> 操作指令:
[A] 能否把讲解 HashMap put() 源码的这段文字中，从“JDK 1.8 中 HashMap”起、到“value is replaced.”为止（两端都包括在内）的部分一字不改地照录出来？
[B] 讲解 HashMap put() 源码的这段文字在最后一行之后就停了，你能接着写下去吗？

━━ 文本摘录 ━━

构造函数 1 是最常用的构造函数，但是推荐使用构造函数 2 ，指定初始容量。当未指定初始容量时，会指定默认的初始容量 16，如果在实际使用中容量需求远大于 16 ，则需要多次扩容，造成性能消耗。

2.2 put() 插入

JDK 1.8 中 HashMap 的 put() 方法源码

/**
 * Associates the specified value with the specified key in this map.
 * If the map previously contained a mapping for the key, the old
 * value is replaced.
 * 中文解释: 将指定的 value 与 当前 map 中指定的 key 相关联。
 * 如果当前 map 原先已有 指定 key 相关的 映射关系，则老的 value 将被覆盖。
 * @param key key with which the specified value is to be associated
 * 将与 value 关联的 key
 * @param value value to be associated with the specified key
 * 将与 key 关联的 value
 * @return the previous value associated with <tt>key</tt>, or
 *         <tt>null</tt> if there was no mapping for <tt>key</tt>.
 *         (A <tt>null</tt> return can also indicate that the map
 *         previously associated <tt>null</tt> with <tt>key</tt>.)
 * 返回原先与 key 关联的值；如果没有 key 关联的映射，则为 null 。 （返回 null 也可能是因为原先 key 关联的 value 为 null。）
 */
public V put(K key, V value) {
    return putVal(hash(key), key, value, false, true);
}

/**
 * Implements Map.put and related methods
 * 中文解释: 该方法是 Map.put() 和 其他相关方法 的具体实现
 * @param hash hash for key  中文解释:  key 的 hash 值
 * @param key the key        中文解释:  key 值
 * @param value the value to put   中文解释: put 设置的 value
 * @param onlyIfAbsent if true, don't change existing value 
 * 中文解释: onlyIfAbsent，直译是，是否仅仅在不存在时才执行。直白解释是，如果为 true ，则不改变已存在的 value。一般情况，都是 false，只有 putIfAbsent(K key, V value) 方法中 调用 putVal() 时，onlyIfAbsent = true。
 * @param evict if false, the table is in creation mode.  中文解释: 如果为 false，则 table 处于创建模式
 * @return previous value, or null if none 中文解释: 返回原先关联的 value ，如果无关联的 value 则返回 null
 */
final V putVal(int hash, K key, V value, boolean onlyIfAbsent,
               boolean evict) {
    Node<K,V>[] tab; Node<K,V> p; int n, i;
    
    // 如果桶数组 table 为空，即未进行初始化，则进行初始化
    if ((tab = table) == null || (n = tab.length) == 0)

━━━
━━ 数据 ━━

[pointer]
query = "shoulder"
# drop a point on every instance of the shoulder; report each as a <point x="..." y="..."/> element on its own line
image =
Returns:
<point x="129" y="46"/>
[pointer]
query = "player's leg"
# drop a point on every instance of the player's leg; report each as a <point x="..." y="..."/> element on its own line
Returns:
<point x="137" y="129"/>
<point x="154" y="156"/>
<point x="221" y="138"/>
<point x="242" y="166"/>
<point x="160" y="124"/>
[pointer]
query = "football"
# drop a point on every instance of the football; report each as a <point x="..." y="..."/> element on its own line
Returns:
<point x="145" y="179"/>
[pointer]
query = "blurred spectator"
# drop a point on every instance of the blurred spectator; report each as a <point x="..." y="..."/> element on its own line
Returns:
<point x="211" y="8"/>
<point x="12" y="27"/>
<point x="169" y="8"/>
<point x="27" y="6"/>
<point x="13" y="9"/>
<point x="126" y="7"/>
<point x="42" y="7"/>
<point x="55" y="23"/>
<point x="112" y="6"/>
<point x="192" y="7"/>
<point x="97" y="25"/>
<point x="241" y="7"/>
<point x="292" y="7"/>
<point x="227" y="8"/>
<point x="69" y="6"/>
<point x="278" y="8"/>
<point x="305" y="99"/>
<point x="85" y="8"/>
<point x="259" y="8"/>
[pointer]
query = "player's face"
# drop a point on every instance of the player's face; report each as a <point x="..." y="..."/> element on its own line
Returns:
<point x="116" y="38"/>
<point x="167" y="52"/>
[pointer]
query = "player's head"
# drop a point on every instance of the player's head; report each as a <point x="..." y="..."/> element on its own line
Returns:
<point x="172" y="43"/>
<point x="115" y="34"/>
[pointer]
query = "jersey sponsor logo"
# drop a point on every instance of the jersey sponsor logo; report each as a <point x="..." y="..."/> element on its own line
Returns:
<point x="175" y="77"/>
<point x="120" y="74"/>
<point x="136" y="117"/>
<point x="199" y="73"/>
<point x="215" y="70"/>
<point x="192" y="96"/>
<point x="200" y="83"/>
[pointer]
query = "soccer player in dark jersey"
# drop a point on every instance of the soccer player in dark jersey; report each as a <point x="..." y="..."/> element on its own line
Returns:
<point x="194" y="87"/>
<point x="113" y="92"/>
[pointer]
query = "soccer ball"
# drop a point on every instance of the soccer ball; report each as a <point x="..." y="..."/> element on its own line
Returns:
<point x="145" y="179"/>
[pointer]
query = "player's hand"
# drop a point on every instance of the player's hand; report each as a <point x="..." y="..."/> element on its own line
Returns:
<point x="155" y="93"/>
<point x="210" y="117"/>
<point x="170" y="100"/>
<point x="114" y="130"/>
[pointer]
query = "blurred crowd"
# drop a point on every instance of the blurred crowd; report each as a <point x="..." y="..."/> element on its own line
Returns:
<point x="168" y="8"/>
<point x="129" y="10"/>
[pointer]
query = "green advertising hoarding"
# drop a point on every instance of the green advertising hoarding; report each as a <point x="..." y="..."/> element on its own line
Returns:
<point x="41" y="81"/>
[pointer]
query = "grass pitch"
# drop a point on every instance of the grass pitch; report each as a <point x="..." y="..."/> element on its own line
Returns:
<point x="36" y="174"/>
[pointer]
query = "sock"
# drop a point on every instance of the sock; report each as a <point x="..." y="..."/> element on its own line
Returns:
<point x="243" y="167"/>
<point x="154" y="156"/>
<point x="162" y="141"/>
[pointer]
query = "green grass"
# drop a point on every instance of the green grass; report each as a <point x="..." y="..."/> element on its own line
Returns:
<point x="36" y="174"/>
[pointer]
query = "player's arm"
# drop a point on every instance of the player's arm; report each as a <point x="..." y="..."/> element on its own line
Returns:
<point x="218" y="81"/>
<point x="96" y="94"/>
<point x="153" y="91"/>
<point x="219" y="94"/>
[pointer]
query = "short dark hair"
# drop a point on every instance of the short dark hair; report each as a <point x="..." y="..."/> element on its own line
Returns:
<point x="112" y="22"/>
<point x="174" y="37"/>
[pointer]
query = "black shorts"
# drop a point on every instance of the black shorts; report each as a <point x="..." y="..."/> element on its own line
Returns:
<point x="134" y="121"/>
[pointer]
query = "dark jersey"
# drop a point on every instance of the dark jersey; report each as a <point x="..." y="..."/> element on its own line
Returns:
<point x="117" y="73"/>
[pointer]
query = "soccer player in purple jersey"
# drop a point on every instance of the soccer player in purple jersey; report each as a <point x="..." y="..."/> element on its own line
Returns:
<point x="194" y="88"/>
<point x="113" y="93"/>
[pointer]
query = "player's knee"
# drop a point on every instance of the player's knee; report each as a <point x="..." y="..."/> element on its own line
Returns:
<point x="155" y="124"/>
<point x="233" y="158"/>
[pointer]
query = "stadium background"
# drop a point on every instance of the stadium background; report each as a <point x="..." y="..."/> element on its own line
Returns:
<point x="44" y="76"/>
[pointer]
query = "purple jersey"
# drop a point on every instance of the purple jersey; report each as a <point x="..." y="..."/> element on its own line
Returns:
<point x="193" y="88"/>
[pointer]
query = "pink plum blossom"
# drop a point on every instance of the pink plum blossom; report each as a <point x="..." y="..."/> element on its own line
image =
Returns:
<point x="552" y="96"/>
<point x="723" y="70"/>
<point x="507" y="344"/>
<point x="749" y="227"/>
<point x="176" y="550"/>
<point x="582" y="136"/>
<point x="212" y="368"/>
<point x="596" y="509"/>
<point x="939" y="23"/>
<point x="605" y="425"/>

━━━

> 任务结果:
[A]
JDK 1.8 中 HashMap 的 put() 方法源码

/**
 * Associates the specified value with the specified key in this map.
 * If the map previously contained a mapping for the key, the old
 * value is replaced.

[B]
        // 用 resize() 扩容的方式进行初始化
        n = (tab = resize()).length;
    // 如果 table 中不包含 hash 值对应的节点，则新建键值对节点，并放入 table。注意此时已经将 p 指向了tab[i = (n - 1) & hash]，即 table 中 hash 值相同
    if ((p = tab[i = (n - 1) & hash]) == null)
        tab[i] = newNode(hash, key, value, null);
    // 如果 table 中包含 hash 值对应的节点
    else {
        Node<K,V> e; K k;
        
        /* 
         * 如果当前桶中第一个节点的 hash 值、 键值都相等时，则将 e 指向该节点。
         * 为什么是第一个呢？因为 table 存放的是链表的第一个节点或者红黑树的根节点
         */
        if (p.hash == hash &&
                ((k = p.key) == key || (key != null && key.equals(k))))
            e = p;
        // 如果桶中的引用类型为TreeNode，则调用红黑树的插入方法
        else if (p instanceof TreeNode)
            e = ((TreeNode<K,V>)p).putTreeVal(this, tab, hash, key, value);
        // 如果不是红黑树，则一定是链表
        else {
            // 对链表进行遍历，并在遍历的过程中统计链表长度
            for (int binCount = 0; ; ++binCount) {
                // 链表中不包含要插入的键值对节点时，则将该节点接在链表的最后
                if ((e = p.next) == null) {
                    p.next = newNode(hash, key, value, null);
                    // 如果链表长度大于或等于树化阈值，则链表转为树
                    if (binCount >= TREEIFY_THRESHOLD - 1) // -1 for 1st
                        treeifyBin(tab, hash);
                    break;
                }
                // 如果当前链表包含了相同 key 的键值对，则终止遍历
                if (e.hash == hash &&
                        ((k = e.key) == key || (key != null && key.equals(k))))
                    break;
                p = e;
            }
        }
        
        // 当前 map 中 存在要插入的 key 
        if (e != null) { // existing mapping for key
            V oldValue = e.value;
            // onlyIfAbsent 如果为 false ，且 原先的 value 为 null 时，才覆盖旧的值。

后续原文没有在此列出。